WORK REQUEST
An image-free, exact copy of the records below is required.

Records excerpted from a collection
* * *
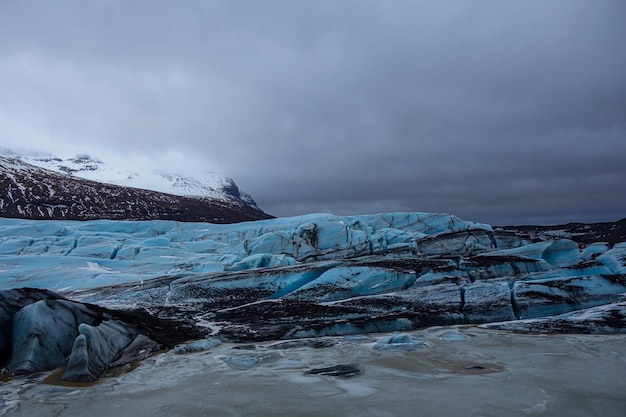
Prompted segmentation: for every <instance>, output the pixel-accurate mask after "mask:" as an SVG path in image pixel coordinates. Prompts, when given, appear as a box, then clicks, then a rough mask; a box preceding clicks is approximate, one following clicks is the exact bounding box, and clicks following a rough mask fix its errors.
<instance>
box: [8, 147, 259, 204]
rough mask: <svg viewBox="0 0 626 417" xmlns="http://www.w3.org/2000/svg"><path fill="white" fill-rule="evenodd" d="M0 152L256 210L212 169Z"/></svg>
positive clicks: (232, 182) (232, 187)
mask: <svg viewBox="0 0 626 417" xmlns="http://www.w3.org/2000/svg"><path fill="white" fill-rule="evenodd" d="M0 154H1V155H4V156H8V157H11V158H15V159H19V160H21V161H23V162H26V163H29V164H31V165H35V166H38V167H41V168H45V169H49V170H51V171H55V172H59V173H64V174H68V175H71V176H74V177H78V178H84V179H88V180H92V181H98V182H103V183H107V184H114V185H120V186H124V187H133V188H143V189H146V190H152V191H158V192H161V193H167V194H174V195H179V196H184V197H194V198H204V199H210V200H221V201H224V202H228V203H233V204H237V205H248V206H251V207H252V208H254V209H256V210H259V208H258V207H257V205H256V202H255V201H254V200H253V199H252V197H251V196H250V195H248V194H246V193H243V192H241V191H240V190H239V188H238V187H237V184H235V181H234V180H233V179H232V178H228V177H225V176H223V175H220V174H216V173H205V174H203V175H201V176H197V177H196V176H188V175H182V174H179V173H175V172H172V171H170V170H167V169H162V170H151V169H149V168H142V167H138V166H133V167H132V169H131V168H129V167H125V166H119V165H115V164H112V163H110V162H107V161H102V160H100V159H98V158H95V157H91V156H89V155H86V154H82V155H77V156H75V157H73V158H59V157H58V156H55V155H51V154H47V153H41V152H20V153H18V152H15V151H12V150H9V149H3V148H0Z"/></svg>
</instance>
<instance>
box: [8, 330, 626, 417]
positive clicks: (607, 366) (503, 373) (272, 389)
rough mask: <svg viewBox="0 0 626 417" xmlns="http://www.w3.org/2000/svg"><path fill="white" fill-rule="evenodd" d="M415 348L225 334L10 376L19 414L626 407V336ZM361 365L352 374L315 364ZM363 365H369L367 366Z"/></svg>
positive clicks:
* * *
TASK SOLUTION
Prompted segmentation: for every <instance>, output the pixel-accurate mask after "mask:" as an SVG path in image pixel coordinates. Prompts, when given, appear as a box, then clicks, then a rough mask; a box preceding clicks is approximate, one following clicks is the exact bounding box, and clicks following a rough mask fix its errors.
<instance>
box: [8, 147, 259, 204]
rough mask: <svg viewBox="0 0 626 417" xmlns="http://www.w3.org/2000/svg"><path fill="white" fill-rule="evenodd" d="M0 152L256 210L212 169Z"/></svg>
positive clicks: (232, 182) (232, 187)
mask: <svg viewBox="0 0 626 417" xmlns="http://www.w3.org/2000/svg"><path fill="white" fill-rule="evenodd" d="M0 154H1V155H4V156H8V157H11V158H15V159H19V160H21V161H23V162H26V163H29V164H31V165H35V166H38V167H41V168H45V169H49V170H51V171H55V172H59V173H64V174H68V175H71V176H74V177H78V178H84V179H88V180H92V181H98V182H103V183H107V184H114V185H120V186H124V187H133V188H143V189H146V190H152V191H158V192H161V193H167V194H174V195H179V196H184V197H194V198H204V199H210V200H221V201H224V202H228V203H233V204H237V205H248V206H251V207H252V208H254V209H256V210H259V208H258V207H257V205H256V202H255V201H254V200H253V199H252V197H251V196H250V195H248V194H246V193H243V192H241V191H240V190H239V188H238V187H237V184H235V181H234V180H233V179H232V178H228V177H225V176H223V175H220V174H216V173H205V174H203V175H201V176H197V177H196V176H188V175H182V174H179V173H175V172H172V171H170V170H167V169H162V170H151V169H149V168H142V167H138V166H133V167H132V169H131V168H129V167H125V166H119V165H115V164H112V163H110V162H107V161H102V160H100V159H98V158H95V157H91V156H89V155H86V154H82V155H77V156H75V157H73V158H59V157H58V156H55V155H51V154H47V153H41V152H20V153H18V152H15V151H12V150H9V149H3V148H0Z"/></svg>
</instance>
<instance>
box: [8, 330, 626, 417]
positive clicks: (607, 366) (503, 373) (272, 389)
rough mask: <svg viewBox="0 0 626 417" xmlns="http://www.w3.org/2000/svg"><path fill="white" fill-rule="evenodd" d="M415 348L225 334L10 376L19 414L626 407V336ZM361 365L352 374L315 364ZM363 365H369L367 366Z"/></svg>
positive clicks:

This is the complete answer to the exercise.